_REQUEST 1_
In the forum thread about limited license electricians, which two places does escapedtonz call the best bets for trade jobs?
_REQUEST 2_
Extend the forum thread about limited license electricians, picking up right after its final sentence.

_SUPPLIED PASSAGE_
# limited license electrician



## rickyjersey

I am in NZ at the moment looking for a job offer as an electrician and have a limited license offer from the EWRB .

So that I can apply for my skilled immigration visa I need to get a job offer.

Loads of jobs advertised but all seem to want full license sparks!

Bit of a chicken and egg scenario!

Any help appreciated.

Regards

Ricky


----------



## escapedtonz

Don't understand why you are having a problem getting a job since you are already here and have a limited license offer from the EWRB ?
Trade workers in this field are being offered work whilst still overseas and without any NZ experience or any license.
May be it's where you are looking - i.e. the area ?
Have you approached Canstaff ?


----------



## rickyjersey

*Job offer*

Many thanks for reply.
Most of the job offers I have seen are asking for fully licensed sparks. 
When I telephone them they say that they will give me a 90 day trial but can not give me a job offer .

I have to have a written permanent job offer to apply for my skilled visa which is what NZ immigration are asking for.

I think also as it would take some months to complete my visa application before I could come permanently to NZ that is putting people off.

Interested to know which companies do take overseas guys on and will speak to Canstaff .

Best regards

Ricky


----------



## escapedtonz

rickyjersey said:


> Many thanks for reply.
> Most of the job offers I have seen are asking for fully licensed sparks.
> When I telephone them they say that they will give me a 90 day trial but can not give me a job offer .
> 
> I have to have a written permanent job offer to apply for my skilled visa which is what NZ immigration are asking for.
> 
> I think also as it would take some months to complete my visa application before I could come permanently to NZ that is putting people off.
> 
> Interested to know which companies do take overseas guys on and will speak to Canstaff .
> 
> Best regards
> 
> Ricky


How are you in NZ (which visa) and where have you been looking in NZ ? Best bet will be Christchurch for trade jobs and also Tauranga where I am as there's a lot of building going on.

Assuming a company offering you a 90 day trial is paying you whilst on trial then I don't see why that's a problem....majority of jobs these days have a 3 month trial period.
That trial will give your employer a quick insight into your skills and assuming you are a good worker and know your trade a permanent job offer would come along pretty soon.

A job offer with a 90 day trial is still a job offer. Assuming it is for at least 12 months in duration, it will allow you to get a temporary work visa so you can at least start the trial and stay working there for 12 months. In that short trial period if you then got a more permanent job offer you could then apply to extend the temporary work visa up to the maximum time (could be up to another 4 years) and/or apply for the Resident Visa via skilled migrant category so you get something more permanent.

_INFORMATION SHOWN_
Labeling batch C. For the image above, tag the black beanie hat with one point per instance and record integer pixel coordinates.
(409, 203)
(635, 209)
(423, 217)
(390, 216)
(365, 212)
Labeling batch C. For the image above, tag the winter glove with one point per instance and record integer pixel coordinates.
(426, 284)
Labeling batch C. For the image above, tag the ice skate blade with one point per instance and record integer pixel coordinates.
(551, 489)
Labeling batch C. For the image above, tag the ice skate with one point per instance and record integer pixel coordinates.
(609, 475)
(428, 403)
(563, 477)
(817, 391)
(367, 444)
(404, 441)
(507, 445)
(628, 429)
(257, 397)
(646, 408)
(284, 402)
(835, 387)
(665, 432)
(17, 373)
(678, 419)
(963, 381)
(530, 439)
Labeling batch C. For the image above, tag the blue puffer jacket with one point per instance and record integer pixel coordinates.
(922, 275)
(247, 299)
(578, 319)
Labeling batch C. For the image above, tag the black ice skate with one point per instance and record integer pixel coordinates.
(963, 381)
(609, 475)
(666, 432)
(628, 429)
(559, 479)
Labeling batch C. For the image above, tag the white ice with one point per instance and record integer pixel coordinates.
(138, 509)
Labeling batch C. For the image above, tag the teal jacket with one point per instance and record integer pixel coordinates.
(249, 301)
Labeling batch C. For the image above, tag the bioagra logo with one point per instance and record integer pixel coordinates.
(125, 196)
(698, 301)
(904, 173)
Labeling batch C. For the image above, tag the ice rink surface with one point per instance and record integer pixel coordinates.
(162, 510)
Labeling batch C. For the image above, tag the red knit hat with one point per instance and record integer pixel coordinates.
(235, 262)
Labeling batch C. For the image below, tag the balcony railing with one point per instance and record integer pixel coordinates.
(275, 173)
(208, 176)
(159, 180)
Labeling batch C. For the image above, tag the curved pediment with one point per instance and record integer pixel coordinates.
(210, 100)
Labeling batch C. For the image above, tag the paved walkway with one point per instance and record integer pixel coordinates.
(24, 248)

_WRITTEN ANSWER 1_
Christchurch and Tauranga.

_WRITTEN ANSWER 2_
You only need a written permanent job offer for a Resident Visa via SMC which will increase the EOI points and make your application a priority yada yada..... You don't need a permanent job offer for a temporary work visa - all you need is a job offer for at least 12 months assuming the occupation is on the skill shortage list or the employer is accredited by Immigration to recruit from overseas.


----------



## rickyjersey

*Resident visa*

Hi escapetonz
Thank you for your informative answer much appreciated.

I am here with my wife on Recce/holiday and was hoping to get the job offer for the resident visa -skilled migrant cat.

I have owned my own electrical business for 25 years and think I could pick up the system here pretty quick. Ideally I would like to be in BOP or Tauranga like you.

We have sold our house and can move pretty quickly .
It looks as though I will need to come back on a working visa.

Best regards

Ricky
*No personal details**


----------



## escapedtonz

rickyjersey said:


> Hi escapetonz
> Thank you for your informative answer much appreciated.
> 
> I am here with my wife on Recce/holiday and was hoping to get the job offer for the resident visa -skilled migrant cat.
> 
> I have owned my own electrical business for 25 years and think I could pick up the system here pretty quick. Ideally I would like to be in BOP or Tauranga like you.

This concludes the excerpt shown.